# THE PROBLEM
Rewrite the text on treating chronic wounds from "Despite the perceived" up to and including "for their patients.", substituting "treatment protocols" for "clinical guidelines".

# PASSAGE FOR REVIEW
=-=-=-=-=

Despite the perceived challenge of treating chronic wounds in immunocompromised patients, there is a lack of clinical guidelines that can help wound care specialists and podiatrists provide a structured treatment. Clinicians need to rely on their clinical judgment to make the best treatment choice for their patients.
The clinical signs and symptoms of wound infection might be less apparent in immunocompromised patients. Therefore, clinicians should obtain regular wound cultures and monitor the antimicrobial sensitivity profiles of these patients. This practice will allow wound care specialists to provide empirical antibiotic therapy that is tailored to the wound culture results (Bootun, 2013).
8. Tumour necrosis factor (TNF) controls many aspects of wound healing. Examples: adalimumab and golimumab.
TNF promotes the inflammatory activity of macrophages and also controls macrophage survival and death. TNF exerts its activities by stimulation of two different types of receptors, TNF receptor-1 (TNFR1) and TNFR2. The mechanism of action for TNF inhibitors is to block the binding of TNF to its receptors preventing the inflammatory and immune response. In order for cells to growth and reproduce, oxygen and nutrients are needed.
New vessels form from existing vessels, called angiogenesis. Angiogenesis is stimulated by inflammatory cells. Thus, inflammation and the following angiogenesis are tightly connected. In addition, TNF-α regulates the activity of fibroblasts, vascular endothelial cells and keratinocytes, and the synthesis of extracellular matrix proteins and matrix metalloproteinases, which are closely involved in the healing of injured tissues.
TNF inhibitors are often used in the treatment of autoimmune diseases. Notably, golimumab is used for the treatment of inflammatory bowel disease, in which pyoderma gangrenosa can occur (Sadiq et al, 2023).
9. Colchicine reduces inflammation and collagen deposition.
Colchicine is commonly used for the treatment of gout. It is an anti-inflammatory and inhibits activation, degranulation, and migration of neutrophils associated with gout symptoms. Sometimes, colchicine is used as a component of multimodal pain relief.

=-=-=-=-=

# EXTRACTED RECORDS
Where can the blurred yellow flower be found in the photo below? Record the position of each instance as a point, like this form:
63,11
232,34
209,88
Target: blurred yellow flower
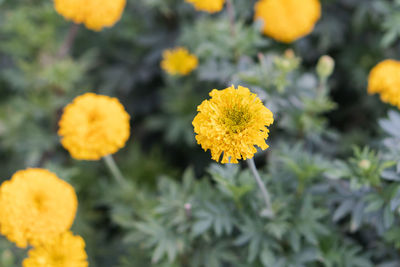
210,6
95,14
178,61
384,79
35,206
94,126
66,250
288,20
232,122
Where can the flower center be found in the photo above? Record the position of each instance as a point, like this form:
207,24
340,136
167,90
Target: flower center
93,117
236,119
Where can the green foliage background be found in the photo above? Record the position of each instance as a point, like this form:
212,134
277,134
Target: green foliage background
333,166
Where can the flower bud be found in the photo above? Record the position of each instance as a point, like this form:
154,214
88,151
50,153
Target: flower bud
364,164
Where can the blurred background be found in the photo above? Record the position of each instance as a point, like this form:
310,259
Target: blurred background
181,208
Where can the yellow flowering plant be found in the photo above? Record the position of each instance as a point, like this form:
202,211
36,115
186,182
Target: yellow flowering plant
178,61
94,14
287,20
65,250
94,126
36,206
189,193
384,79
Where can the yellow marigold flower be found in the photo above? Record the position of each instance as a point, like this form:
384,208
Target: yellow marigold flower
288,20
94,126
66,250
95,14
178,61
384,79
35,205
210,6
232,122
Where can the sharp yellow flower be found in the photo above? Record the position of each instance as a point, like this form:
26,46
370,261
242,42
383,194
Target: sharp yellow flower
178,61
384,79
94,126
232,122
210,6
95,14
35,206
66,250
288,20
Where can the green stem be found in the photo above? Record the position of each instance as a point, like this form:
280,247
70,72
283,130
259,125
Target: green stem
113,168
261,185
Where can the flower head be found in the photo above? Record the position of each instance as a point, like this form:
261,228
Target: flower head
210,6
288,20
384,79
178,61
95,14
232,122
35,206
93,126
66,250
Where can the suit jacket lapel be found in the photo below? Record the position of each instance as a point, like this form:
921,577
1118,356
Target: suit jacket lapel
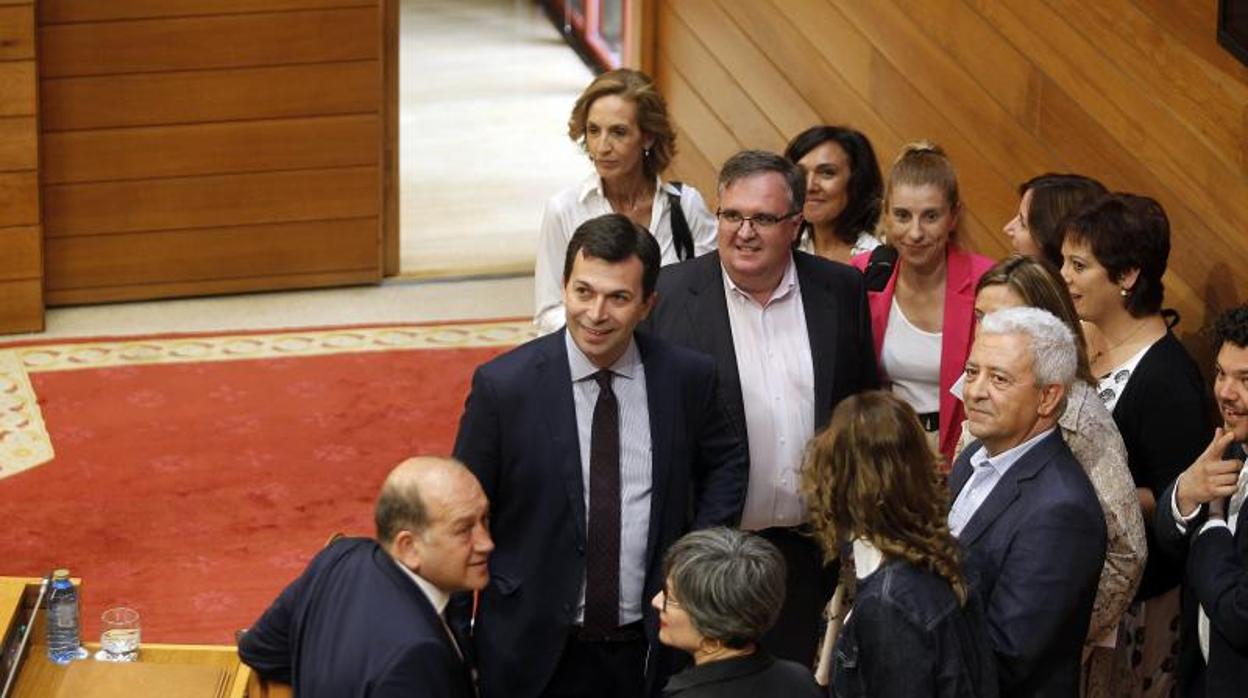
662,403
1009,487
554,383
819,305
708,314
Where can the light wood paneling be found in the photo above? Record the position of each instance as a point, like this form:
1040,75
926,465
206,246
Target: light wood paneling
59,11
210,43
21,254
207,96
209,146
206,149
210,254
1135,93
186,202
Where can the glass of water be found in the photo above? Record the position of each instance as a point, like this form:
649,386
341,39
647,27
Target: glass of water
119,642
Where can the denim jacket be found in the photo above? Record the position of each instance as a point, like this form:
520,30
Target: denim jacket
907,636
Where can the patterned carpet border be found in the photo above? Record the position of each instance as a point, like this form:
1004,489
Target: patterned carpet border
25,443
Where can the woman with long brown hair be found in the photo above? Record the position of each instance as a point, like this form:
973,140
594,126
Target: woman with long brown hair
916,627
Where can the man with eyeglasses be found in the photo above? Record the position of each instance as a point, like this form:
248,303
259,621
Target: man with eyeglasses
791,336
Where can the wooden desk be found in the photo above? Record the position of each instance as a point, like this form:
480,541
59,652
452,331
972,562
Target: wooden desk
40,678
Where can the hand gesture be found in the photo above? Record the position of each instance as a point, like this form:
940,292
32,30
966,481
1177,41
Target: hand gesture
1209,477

=-=-=-=-=

# ANSWER
Despite the perceived challenge of treating chronic wounds in immunocompromised patients, there is a lack of treatment protocols that can help wound care specialists and podiatrists provide a structured treatment. Clinicians need to rely on their clinical judgment to make the best treatment choice for their patients.